### [Page excerpt]
Sunday, February 20, 2011

Leave the Baby Outside, Ma'am.

Back in DC, Neil was under the impression that our stroller was really big. He thought it was also really fancy and kind of snooty. He was a little bit right. We have the Uppa Baby. Not THE most expensive or THE biggest, but it's a nice size and a good quality stroller. (I over-researched this particular purchase for sure.)

Moving to Europe, we were pretty sure that most things about us would be super sized. We are, after all, Americans. For the most part, we were right. The paper towels we brought with us are about 2 inches too long to fit on the built-in paper towel holder in our kitchen, our bathroom is about half the size of our previous bathroom, milk is sold in containers the size of American half & half containers, our cookie sheet would have to be sliced in half to fit in our oven, even the heads of lettuce here are smaller. But, not strollers.

### [Information given]

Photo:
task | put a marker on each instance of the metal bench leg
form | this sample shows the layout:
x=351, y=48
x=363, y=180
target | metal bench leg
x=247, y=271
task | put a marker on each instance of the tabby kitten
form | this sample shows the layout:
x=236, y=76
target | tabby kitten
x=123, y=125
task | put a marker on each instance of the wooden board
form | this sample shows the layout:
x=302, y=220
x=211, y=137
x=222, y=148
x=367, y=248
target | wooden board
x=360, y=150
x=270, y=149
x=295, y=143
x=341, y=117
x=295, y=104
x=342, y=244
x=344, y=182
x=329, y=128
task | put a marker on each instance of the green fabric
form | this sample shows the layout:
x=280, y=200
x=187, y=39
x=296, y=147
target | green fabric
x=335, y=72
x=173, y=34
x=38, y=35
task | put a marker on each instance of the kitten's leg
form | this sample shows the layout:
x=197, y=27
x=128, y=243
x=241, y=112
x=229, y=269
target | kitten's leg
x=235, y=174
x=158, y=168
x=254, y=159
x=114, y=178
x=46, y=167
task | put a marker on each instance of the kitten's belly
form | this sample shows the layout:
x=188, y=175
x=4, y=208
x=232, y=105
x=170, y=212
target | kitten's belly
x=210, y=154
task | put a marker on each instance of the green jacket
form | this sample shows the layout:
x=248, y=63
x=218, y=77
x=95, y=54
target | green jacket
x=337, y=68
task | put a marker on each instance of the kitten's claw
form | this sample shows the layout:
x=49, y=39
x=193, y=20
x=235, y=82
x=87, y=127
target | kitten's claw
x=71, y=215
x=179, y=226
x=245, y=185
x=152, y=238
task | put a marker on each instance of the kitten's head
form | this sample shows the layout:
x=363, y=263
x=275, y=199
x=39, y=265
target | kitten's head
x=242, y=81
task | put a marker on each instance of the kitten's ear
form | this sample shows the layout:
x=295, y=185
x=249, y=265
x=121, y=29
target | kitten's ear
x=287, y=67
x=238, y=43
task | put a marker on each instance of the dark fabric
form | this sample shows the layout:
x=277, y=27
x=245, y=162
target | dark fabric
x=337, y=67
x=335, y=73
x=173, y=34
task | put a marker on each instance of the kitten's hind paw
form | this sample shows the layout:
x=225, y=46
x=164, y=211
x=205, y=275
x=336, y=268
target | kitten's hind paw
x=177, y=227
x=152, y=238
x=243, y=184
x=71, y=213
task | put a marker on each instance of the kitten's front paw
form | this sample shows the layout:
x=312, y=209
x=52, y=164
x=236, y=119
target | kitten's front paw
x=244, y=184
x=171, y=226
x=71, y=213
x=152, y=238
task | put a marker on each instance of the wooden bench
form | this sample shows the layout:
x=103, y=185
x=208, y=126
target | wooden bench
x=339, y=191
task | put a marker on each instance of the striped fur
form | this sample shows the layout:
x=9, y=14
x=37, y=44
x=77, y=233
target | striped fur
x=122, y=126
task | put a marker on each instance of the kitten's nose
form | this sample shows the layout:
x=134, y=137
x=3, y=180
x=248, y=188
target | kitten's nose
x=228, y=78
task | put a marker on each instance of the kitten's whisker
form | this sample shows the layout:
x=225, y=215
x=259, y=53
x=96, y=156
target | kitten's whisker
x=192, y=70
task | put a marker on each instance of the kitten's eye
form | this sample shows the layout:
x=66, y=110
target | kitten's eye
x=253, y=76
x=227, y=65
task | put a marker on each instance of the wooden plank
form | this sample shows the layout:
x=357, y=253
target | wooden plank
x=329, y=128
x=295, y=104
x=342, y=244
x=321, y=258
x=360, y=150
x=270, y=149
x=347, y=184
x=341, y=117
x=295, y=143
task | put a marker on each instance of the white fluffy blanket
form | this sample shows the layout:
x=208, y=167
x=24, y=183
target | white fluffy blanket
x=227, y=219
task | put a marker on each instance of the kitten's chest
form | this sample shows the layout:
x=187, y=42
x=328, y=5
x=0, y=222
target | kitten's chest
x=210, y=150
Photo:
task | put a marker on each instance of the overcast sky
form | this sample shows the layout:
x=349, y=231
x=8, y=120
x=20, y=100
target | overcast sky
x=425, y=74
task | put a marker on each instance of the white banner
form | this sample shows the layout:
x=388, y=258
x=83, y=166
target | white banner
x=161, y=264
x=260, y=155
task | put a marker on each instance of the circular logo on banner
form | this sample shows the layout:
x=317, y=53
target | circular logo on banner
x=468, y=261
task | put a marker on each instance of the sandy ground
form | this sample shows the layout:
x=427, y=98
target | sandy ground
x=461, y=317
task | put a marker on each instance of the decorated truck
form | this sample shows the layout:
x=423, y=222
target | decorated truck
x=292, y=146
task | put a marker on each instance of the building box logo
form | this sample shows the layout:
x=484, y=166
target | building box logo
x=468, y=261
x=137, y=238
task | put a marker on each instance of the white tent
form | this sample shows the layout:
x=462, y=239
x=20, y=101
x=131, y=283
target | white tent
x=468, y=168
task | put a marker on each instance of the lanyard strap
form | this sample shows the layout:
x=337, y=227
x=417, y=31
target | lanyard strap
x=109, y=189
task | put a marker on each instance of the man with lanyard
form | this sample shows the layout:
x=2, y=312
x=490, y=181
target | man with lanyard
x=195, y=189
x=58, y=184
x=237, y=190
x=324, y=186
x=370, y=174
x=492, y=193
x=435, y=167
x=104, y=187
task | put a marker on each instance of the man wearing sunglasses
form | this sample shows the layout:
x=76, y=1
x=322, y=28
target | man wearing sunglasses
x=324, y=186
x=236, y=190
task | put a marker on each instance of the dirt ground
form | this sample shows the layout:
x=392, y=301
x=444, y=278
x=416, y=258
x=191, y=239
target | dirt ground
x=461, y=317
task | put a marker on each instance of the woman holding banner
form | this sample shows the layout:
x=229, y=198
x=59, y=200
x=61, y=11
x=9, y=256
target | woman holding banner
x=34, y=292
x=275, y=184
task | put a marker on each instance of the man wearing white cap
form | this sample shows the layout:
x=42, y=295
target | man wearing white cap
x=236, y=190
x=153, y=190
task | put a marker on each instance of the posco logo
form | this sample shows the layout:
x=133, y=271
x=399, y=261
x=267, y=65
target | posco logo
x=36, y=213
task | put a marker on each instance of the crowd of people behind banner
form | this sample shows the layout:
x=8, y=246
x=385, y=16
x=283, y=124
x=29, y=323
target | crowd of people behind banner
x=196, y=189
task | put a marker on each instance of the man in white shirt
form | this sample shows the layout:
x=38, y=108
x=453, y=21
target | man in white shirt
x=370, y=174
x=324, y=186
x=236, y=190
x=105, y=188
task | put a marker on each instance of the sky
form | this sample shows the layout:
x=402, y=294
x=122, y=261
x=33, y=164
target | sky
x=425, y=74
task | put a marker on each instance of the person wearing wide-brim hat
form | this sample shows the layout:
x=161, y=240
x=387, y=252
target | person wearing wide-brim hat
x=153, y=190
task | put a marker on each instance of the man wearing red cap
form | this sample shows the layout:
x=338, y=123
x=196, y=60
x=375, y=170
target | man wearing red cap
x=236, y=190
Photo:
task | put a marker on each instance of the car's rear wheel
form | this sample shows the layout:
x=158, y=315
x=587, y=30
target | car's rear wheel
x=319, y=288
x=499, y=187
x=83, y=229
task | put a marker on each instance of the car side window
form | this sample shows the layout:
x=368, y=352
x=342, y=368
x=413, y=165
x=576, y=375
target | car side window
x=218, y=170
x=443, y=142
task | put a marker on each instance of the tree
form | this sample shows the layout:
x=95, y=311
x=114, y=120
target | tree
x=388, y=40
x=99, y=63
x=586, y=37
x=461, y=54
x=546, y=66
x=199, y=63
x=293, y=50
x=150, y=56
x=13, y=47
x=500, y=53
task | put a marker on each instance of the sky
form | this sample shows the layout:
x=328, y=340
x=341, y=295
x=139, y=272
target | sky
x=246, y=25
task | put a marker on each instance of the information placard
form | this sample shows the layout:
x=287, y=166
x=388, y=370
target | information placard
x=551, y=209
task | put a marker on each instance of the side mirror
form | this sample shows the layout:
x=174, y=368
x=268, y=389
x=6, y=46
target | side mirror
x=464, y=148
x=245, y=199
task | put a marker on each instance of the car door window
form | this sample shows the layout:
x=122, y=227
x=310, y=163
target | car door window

### [Task to complete]
Answer these questions from the stroller blog post:
(a) What brand of stroller does the family own?
(b) About how much too long are the paper towels for the built-in holder in the kitchen?
(c) Milk is sold in containers the size of what?

### [Completed task]
(a) The Uppa Baby.
(b) About 2 inches.
(c) American half & half containers.